— Exercise goal —
Reproduce a portion of the vegan lifestyle article word for word, starting at "Vegan lifestyle articles" and ending at "at a crossroads.".

— Text segment —

Vegan lifestyle articles that discuss ways of living in peace with humans, animals, and the environment.
Vasu Murti
Author of:
They Shall Not Hurt or Destroy
In his book, The Food Crisis in Prehistory, author Mark Nathan Cohen suggests that agriculture developed because the world was overpopulated; the environment could no longer support any more hunter-gatherer tribal populations. Humanity is once again at a crossroads.
Since its founding over two hundred years ago, the United States has been both a haven for the oppressed, yearning to breathe free, as well as a nation with a liberal and progressive concept of "human rights."
The phrase "all men are created equal" once referred only to white, male property owners. With the abolition of human slavery, it has since been expanded to include women and minorities. Why should our concepts of equality, rights and justice end with the human species? Religion has traditionally been a tool of oppression, but there have been voices calling for justice towards the animals:
From history, we learn that the earliest Christians were vegetarian. For example, Clemens Prudentius, the first Christian hymn writer, in one of his hymns exhorts his fellow Christians not to pollute their hands and hearts by the slaughter of innocent cows and sheep, and points to the variety of nourishing and pleasant foods obtainable without blood-shedding.
St. Richard of Wyche, a vegetarian, was moved by the sight of animals taken to slaughter. "Poor innocent little creatures," he observed, "If you were reasoning beings and could speak, you would curse us. For we are the cause of your death, and what have you done to deserve it?"
According to St. Francis of Assisi, "if you have men who will exclude any of God's creatures from the shelter of compassion and pity, you will have men who will deal likewise with their fellow men."
St. Filippo Neri spent his life protecting and rescuing living creatures. A vegetarian, he could not bear to pass a butcher's shop. On one occasion, he exclaimed, "if everyone were like me, no one would kill animals!"
John Woolman (1720-72) was a Quaker preacher and abolitionist who traveled throughout the American colonies attacking slavery and cruelty to animals. "Where the move of God is verily perfected and the true spirit of government watchfully attended to," taught Woolman, "a tenderness toward all creatures made subject to us will be experienced, and a care felt in us that we do not lessen that sweetness of life in the animal creation which the great Creator intents for them."
"Thanks be to God!" wrote John Wesley, founder of Methodism, to the Bishop of London in 1747. "Since the time I gave up the use of flesh-meats and wine, I have been delivered from all physical ills." Wesley was a vegetarian for spiritual reasons as well. He based his vegetarianism on the Biblical prophecies concerning the Kingdom of Peace, where "on the new earth, no creature will kill, or hurt, or give pain to any other." He further taught that animals "shall receive an ample amends for all their present sufferings."

— Listed entries —

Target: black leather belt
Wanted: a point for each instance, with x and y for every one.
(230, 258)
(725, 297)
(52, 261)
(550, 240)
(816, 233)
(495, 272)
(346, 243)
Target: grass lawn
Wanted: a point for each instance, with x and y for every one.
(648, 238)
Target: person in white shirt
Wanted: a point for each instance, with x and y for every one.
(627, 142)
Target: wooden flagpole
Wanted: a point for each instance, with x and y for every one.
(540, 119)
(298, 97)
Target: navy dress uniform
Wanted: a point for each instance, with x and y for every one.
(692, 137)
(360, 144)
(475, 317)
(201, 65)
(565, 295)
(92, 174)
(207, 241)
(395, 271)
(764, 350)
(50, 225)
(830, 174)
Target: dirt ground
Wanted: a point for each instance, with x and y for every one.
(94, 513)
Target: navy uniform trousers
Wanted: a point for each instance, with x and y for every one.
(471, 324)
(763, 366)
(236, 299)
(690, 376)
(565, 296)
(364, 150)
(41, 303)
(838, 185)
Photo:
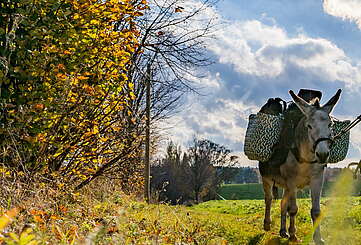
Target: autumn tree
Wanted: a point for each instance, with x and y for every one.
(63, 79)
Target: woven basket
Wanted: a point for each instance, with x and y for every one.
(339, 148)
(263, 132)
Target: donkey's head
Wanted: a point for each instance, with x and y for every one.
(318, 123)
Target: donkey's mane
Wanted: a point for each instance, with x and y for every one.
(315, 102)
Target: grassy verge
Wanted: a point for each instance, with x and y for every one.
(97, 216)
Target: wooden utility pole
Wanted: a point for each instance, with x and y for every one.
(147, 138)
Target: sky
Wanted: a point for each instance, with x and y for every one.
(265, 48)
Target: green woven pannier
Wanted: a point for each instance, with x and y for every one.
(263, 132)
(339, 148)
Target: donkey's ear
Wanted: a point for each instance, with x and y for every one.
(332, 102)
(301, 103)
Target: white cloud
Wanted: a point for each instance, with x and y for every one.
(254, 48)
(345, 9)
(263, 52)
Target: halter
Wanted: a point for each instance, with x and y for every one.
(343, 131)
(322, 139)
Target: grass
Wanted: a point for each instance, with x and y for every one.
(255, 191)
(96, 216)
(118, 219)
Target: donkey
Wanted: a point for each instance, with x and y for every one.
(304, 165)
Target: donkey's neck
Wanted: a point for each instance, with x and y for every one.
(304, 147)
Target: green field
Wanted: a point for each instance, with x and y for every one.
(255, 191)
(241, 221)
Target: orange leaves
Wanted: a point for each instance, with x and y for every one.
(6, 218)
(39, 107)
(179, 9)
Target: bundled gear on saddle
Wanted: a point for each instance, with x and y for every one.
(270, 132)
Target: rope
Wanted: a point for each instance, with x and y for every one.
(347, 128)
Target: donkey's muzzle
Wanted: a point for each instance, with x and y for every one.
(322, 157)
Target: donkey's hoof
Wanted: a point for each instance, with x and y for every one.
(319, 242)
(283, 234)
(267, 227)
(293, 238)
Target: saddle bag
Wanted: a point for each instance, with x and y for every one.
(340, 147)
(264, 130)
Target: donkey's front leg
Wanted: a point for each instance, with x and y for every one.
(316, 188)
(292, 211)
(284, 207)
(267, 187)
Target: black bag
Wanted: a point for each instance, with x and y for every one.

— Result for this exercise —
Vegan lifestyle articles that discuss ways of living in peace with humans, animals, and the environment.
Vasu Murti
Author of:
They Shall Not Hurt or Destroy
In his book, The Food Crisis in Prehistory, author Mark Nathan Cohen suggests that agriculture developed because the world was overpopulated; the environment could no longer support any more hunter-gatherer tribal populations. Humanity is once again at a crossroads.